Oui, ce n'est pas énorme..Mais ( pour un 64go en très bon état ) Volpy me proposait en échange de mon X un XS pour 840€ !! Les revendeurs Internet ne dépassaient que très rarement les 550€ et, comme je le disais, je n'ai aucune confiance dans le Bon Coin ( et je ne parle pas même de trouver un acheteur dans une ville de 23000 Habitants ! ). De plus, la vente à Cash Express m'a permis d'obtenir un bon d'achat de 50€ et l'argent de la vente était disponible immédiatement !


----------



## Tony 11 (17 Octobre 2018)

Oui je comprend c est plus une question de facilité de revente c est sur que la y’a pas besoin de faire le tri dans les acheteurs sur leboncoin. Après chacun voit au mieu pour lui comme je dirait. Tant que tout le monde s y retrouve mais bon sa fais quand même un écart de presque 300 euro donc ils se font une bonne marge même si il propose souvent des offres comme on a pu vous faire un xs à 840€ .


----------



## jmaubert (17 Octobre 2018)

Tony 11 a dit:


> Oui je comprend c est plus une question de facilité de revente c est sur que la y’a pas besoin de faire le tri dans les acheteurs sur leboncoin. Après chacun voit au mieu pour lui comme je dirait. Tant que tout le monde s y retrouve mais bon sa fais quand même un écart de presque 300 euro donc ils se font une bonne marge même si il propose souvent des offres comme on a pu vous faire un xs à 840€ .


Ceci dit, il serait interessant de savoir combien de ceux qui proposaient leur iPhone X à 850€ sur le Bon Coin ( ou ailleurs ) l'ont réellement vendu ce prix là


----------



## Tony 11 (17 Octobre 2018)

Une amie a vendu le sien 800€ pour un prix de base de 850€ mais elle a du faire le tri dans les acheteurs sa je vous l accorde et chose pas simple entre les je peut payer la moitié ce mois ci et l autre moitié le mois prochain ou le paiement western union ...


----------



## ibabar (17 Octobre 2018)

_Ayant fait l'expérience leboncoincoin à la revente et à l'achat, je peux donner mon feedback:_
_ Il faut effectivement slalomer entre les lapins et les arnaques (produits neufs sous scellé, ceux qui veulent un envoi et "payent" via Paypal, j'ai aussi eu un vendeur qui ne voulait pas encaisser de cash mais des cartes PCS: je vous laisse googliser, le mot "arnaque" y est presque automatiquement joint).
Je pense qu'avec une remise en main propre, un RDV dans un lieu public relativement fréquenté, et un peu de bon sens, c'est pas non plus insurmontable.
_ Beaucoup de vendeurs pensent être assis sur une mine d'or: je ne compte plus les possesseurs d'iPhone 8 qui le vendaient plus cher que le prix neuf aujourd'hui au catalogue, sans percuter qu'ils avaient baissé de prix.

Entrées de données extraites:
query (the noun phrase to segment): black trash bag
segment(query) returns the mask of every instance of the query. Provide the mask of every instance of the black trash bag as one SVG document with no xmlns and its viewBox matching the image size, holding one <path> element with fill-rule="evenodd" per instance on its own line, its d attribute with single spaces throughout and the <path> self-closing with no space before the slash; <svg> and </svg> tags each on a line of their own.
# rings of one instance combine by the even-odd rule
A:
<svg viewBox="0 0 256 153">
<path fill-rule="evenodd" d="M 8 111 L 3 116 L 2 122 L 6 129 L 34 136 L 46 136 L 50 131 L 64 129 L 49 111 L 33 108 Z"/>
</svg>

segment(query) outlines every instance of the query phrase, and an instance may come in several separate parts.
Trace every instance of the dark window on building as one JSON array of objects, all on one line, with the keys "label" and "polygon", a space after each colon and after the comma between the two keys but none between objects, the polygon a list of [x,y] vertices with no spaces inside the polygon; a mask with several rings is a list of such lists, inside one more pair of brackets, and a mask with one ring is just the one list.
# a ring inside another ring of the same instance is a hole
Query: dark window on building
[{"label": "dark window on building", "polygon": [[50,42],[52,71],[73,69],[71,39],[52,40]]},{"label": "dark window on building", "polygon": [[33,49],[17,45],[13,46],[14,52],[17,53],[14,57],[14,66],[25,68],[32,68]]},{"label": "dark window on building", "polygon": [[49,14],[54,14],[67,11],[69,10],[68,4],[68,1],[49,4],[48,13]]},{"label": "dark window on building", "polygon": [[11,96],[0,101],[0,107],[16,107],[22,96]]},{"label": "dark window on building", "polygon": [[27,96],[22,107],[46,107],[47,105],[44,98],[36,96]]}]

CONSIGNES:
#1 D'après l'extrait fourni, quel bon d'achat la vente à Cash Express a-t-elle permis d'obtenir ?
#2 Présentez toutes les lignes des enregistrements sous forme de tableau Markdown, avec une colonne « N° » pour le numéro de rang et une colonne « Ligne » pour la ligne, sans reprendre les lignes vides.

CORRIGÉ:
#1 Un bon d'achat de 50 €.

#2
| N° | Ligne |
|---|---|
| 1 | query (the noun phrase to segment): black trash bag |
| 2 | segment(query) returns the mask of every instance of the query. Provide the mask of every instance of the black trash bag as one SVG document with no xmlns and its viewBox matching the image size, holding one <path> element with fill-rule="evenodd" per instance on its own line, its d attribute with single spaces throughout and the <path> self-closing with no space before the slash; <svg> and </svg> tags each on a line of their own. |
| 3 | # rings of one instance combine by the even-odd rule |
| 4 | A: |
| 5 | <svg viewBox="0 0 256 153"> |
| 6 | <path fill-rule="evenodd" d="M 8 111 L 3 116 L 2 122 L 6 129 L 34 136 L 46 136 L 50 131 L 64 129 L 49 111 L 33 108 Z"/> |
| 7 | </svg> |
| 8 | segment(query) outlines every instance of the query phrase, and an instance may come in several separate parts. |
| 9 | Trace every instance of the dark window on building as one JSON array of objects, all on one line, with the keys "label" and "polygon", a space after each colon and after the comma between the two keys but none between objects, the polygon a list of [x,y] vertices with no spaces inside the polygon; a mask with several rings is a list of such lists, inside one more pair of brackets, and a mask with one ring is just the one list. |
| 10 | # a ring inside another ring of the same instance is a hole |
| 11 | Query: dark window on building |
| 12 | [{"label": "dark window on building", "polygon": [[50,42],[52,71],[73,69],[71,39],[52,40]]},{"label": "dark window on building", "polygon": [[33,49],[17,45],[13,46],[14,52],[17,53],[14,57],[14,66],[25,68],[32,68]]},{"label": "dark window on building", "polygon": [[49,14],[54,14],[67,11],[69,10],[68,4],[68,1],[49,4],[48,13]]},{"label": "dark window on building", "polygon": [[11,96],[0,101],[0,107],[16,107],[22,96]]},{"label": "dark window on building", "polygon": [[27,96],[22,107],[46,107],[47,105],[44,98],[36,96]]}] |